→ Assigned task:
Starting at the first line of the records below, transcribe each line exactly, ending with the line that contains "find blue plastic chair |".

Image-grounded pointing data
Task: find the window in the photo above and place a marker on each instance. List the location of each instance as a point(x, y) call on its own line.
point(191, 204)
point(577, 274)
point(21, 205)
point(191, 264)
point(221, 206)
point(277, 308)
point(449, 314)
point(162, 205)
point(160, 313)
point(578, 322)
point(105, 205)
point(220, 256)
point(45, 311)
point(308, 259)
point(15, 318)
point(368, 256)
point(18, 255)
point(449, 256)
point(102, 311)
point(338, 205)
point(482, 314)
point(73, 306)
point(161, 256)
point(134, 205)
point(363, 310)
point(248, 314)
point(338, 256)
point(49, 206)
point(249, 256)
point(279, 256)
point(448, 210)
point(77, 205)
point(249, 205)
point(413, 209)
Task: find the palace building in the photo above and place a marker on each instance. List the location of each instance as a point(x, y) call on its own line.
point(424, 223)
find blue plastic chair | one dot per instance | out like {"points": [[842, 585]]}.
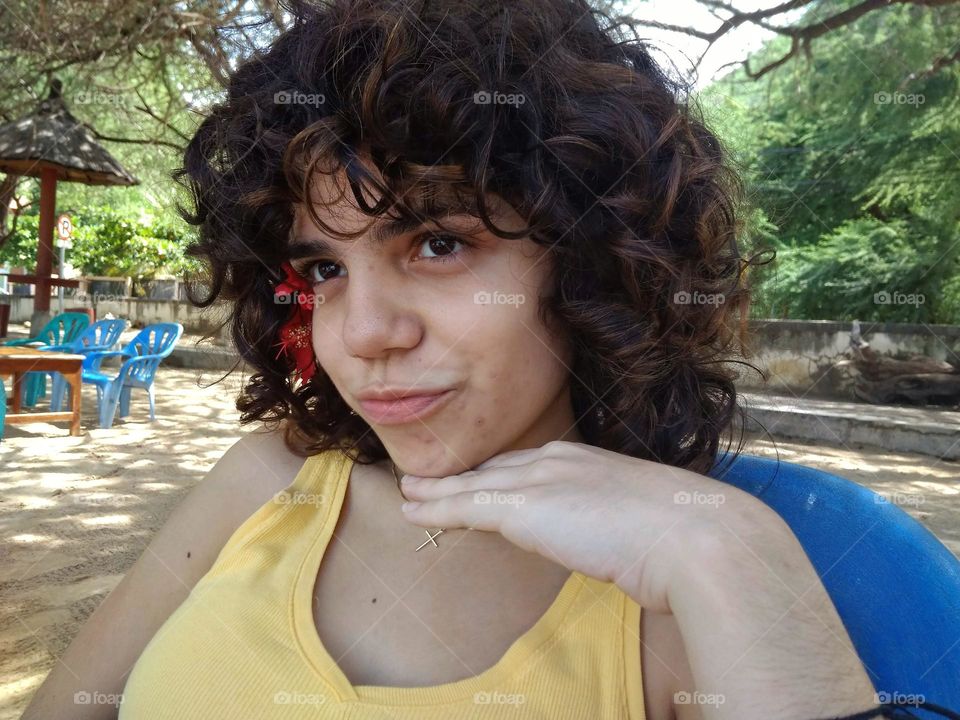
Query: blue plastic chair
{"points": [[60, 330], [143, 355], [894, 584], [102, 336]]}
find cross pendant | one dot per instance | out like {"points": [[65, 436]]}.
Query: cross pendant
{"points": [[430, 539]]}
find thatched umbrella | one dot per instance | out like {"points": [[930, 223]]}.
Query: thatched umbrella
{"points": [[53, 145]]}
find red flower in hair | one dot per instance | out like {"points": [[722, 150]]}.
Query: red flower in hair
{"points": [[296, 334]]}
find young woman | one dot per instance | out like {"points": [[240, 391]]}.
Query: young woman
{"points": [[485, 248]]}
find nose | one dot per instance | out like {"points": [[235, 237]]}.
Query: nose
{"points": [[380, 315]]}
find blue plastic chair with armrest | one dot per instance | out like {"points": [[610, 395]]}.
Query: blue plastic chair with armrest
{"points": [[141, 358], [102, 336], [894, 584], [60, 330]]}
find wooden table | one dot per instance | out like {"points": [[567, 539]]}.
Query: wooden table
{"points": [[18, 360]]}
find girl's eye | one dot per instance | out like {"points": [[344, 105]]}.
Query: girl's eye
{"points": [[319, 271]]}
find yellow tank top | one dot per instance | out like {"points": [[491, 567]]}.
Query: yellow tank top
{"points": [[244, 645]]}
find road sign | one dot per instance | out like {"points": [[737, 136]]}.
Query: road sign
{"points": [[64, 227]]}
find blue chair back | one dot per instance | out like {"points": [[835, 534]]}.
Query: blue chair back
{"points": [[102, 335], [895, 585], [157, 339], [60, 330]]}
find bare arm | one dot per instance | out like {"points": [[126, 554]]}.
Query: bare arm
{"points": [[761, 634], [86, 681]]}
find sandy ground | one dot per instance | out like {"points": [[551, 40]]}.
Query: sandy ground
{"points": [[76, 512]]}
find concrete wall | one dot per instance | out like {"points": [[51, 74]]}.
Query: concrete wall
{"points": [[799, 356]]}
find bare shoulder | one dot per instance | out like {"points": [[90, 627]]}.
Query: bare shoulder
{"points": [[253, 469], [108, 644], [668, 689]]}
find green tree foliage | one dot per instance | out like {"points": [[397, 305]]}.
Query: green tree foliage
{"points": [[109, 242], [855, 160]]}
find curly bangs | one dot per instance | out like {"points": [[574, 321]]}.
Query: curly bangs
{"points": [[552, 105]]}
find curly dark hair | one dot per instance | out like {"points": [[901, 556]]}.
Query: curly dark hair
{"points": [[607, 159]]}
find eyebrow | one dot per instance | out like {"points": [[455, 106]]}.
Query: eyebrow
{"points": [[299, 247]]}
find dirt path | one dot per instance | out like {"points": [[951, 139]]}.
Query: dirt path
{"points": [[75, 513]]}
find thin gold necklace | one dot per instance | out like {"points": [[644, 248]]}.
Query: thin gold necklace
{"points": [[431, 539]]}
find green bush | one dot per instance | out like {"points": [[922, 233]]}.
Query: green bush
{"points": [[105, 242], [867, 269]]}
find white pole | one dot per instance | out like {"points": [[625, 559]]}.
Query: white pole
{"points": [[60, 288]]}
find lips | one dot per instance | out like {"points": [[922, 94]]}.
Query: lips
{"points": [[388, 409]]}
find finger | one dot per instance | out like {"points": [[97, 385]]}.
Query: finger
{"points": [[511, 478], [467, 509], [511, 458]]}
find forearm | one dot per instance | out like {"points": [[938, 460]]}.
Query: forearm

→ Output of the exercise:
Task: find the window in the photo above and place a marker on each instance. List the location of each instance as a point(x, y) call on its own line.
point(191, 204)
point(577, 274)
point(21, 205)
point(191, 264)
point(221, 206)
point(277, 308)
point(449, 314)
point(162, 205)
point(160, 313)
point(578, 322)
point(105, 205)
point(220, 256)
point(45, 311)
point(308, 259)
point(15, 318)
point(368, 256)
point(18, 255)
point(449, 256)
point(102, 311)
point(338, 205)
point(482, 314)
point(73, 306)
point(161, 256)
point(134, 205)
point(363, 310)
point(248, 314)
point(338, 256)
point(49, 206)
point(249, 256)
point(279, 256)
point(448, 210)
point(77, 205)
point(249, 205)
point(413, 209)
Task: find the palace building in the photo above and place a marker on each instance. List the location of each instance as a point(x, y) call on its own line.
point(424, 223)
find blue plastic chair | one dot per instance | out like {"points": [[842, 585]]}.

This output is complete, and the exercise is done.